─── INPUT MATERIAL
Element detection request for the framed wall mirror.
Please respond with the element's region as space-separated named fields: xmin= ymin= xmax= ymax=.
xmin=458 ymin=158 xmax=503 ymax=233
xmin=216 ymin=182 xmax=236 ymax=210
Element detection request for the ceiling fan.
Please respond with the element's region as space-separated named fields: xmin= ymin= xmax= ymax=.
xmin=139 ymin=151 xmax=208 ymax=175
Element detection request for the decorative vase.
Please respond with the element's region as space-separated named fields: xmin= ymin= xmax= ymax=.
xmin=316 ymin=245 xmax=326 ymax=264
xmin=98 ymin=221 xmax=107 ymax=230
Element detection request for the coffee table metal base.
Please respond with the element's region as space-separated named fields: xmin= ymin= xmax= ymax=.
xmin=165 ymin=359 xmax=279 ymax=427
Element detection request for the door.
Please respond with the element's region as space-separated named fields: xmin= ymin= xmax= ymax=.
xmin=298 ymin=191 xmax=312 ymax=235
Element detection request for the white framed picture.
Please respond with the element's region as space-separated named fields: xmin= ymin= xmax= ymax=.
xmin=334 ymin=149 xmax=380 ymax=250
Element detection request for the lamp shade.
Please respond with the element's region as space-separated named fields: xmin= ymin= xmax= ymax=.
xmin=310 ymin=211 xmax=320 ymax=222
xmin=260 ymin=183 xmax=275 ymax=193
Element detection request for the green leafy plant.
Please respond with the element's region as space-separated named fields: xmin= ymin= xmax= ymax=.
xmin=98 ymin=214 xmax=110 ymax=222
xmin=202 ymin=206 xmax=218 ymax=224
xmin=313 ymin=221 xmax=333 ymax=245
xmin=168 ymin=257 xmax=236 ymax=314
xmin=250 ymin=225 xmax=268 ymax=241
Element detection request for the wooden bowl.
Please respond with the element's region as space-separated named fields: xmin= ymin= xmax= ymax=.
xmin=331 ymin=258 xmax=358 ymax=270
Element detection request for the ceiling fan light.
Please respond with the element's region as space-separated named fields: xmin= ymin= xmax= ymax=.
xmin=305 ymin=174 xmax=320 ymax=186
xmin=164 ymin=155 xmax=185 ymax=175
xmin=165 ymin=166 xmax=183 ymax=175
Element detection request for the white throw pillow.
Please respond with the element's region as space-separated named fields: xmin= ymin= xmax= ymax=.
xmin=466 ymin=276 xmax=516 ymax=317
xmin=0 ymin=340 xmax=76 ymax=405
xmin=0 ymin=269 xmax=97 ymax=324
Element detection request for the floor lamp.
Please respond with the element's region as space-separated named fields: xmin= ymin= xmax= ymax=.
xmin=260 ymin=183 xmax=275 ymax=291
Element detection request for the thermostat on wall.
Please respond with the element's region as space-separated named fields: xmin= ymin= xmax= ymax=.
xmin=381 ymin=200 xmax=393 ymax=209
──────
*WORK TO BE COMPLETED*: Your task is to quote, without any alteration, the lines running from the top of the records to the line that holds "Element detection request for the ceiling fan light.", both included.

*OUTPUT BELOW*:
Element detection request for the framed wall mirror.
Please respond with the element's region as space-separated named fields: xmin= ymin= xmax= ymax=.
xmin=458 ymin=158 xmax=503 ymax=233
xmin=216 ymin=182 xmax=236 ymax=210
Element detection request for the ceiling fan.
Please respond with the element's region as space-separated named fields: xmin= ymin= xmax= ymax=.
xmin=139 ymin=151 xmax=208 ymax=175
Element detection request for the decorative vase.
Please respond with the element's region as space-separated named fields: xmin= ymin= xmax= ymax=.
xmin=316 ymin=245 xmax=326 ymax=264
xmin=98 ymin=221 xmax=107 ymax=230
Element detection request for the coffee table metal base.
Please respond with the element's region as space-separated named fields: xmin= ymin= xmax= ymax=.
xmin=165 ymin=359 xmax=279 ymax=427
Element detection request for the door.
Please respond with the element's region as space-separated named fields: xmin= ymin= xmax= ymax=.
xmin=298 ymin=191 xmax=312 ymax=235
Element detection request for the white framed picture.
Please respond with the element's region as space-separated named fields: xmin= ymin= xmax= ymax=.
xmin=334 ymin=149 xmax=380 ymax=250
Element detection request for the lamp shade.
Please respond with the element's region as space-separated named fields: xmin= ymin= xmax= ymax=.
xmin=310 ymin=211 xmax=320 ymax=222
xmin=260 ymin=183 xmax=275 ymax=193
Element detection request for the green leafy plant.
Please respond with the element's region as space-separated named fields: xmin= ymin= xmax= ymax=.
xmin=98 ymin=214 xmax=110 ymax=222
xmin=202 ymin=206 xmax=218 ymax=224
xmin=313 ymin=221 xmax=333 ymax=245
xmin=168 ymin=257 xmax=236 ymax=314
xmin=250 ymin=225 xmax=268 ymax=241
Element detection request for the wooden bowl.
Please respond with the element's region as space-separated named fields: xmin= ymin= xmax= ymax=.
xmin=331 ymin=258 xmax=358 ymax=270
Element detection request for the ceiling fan light.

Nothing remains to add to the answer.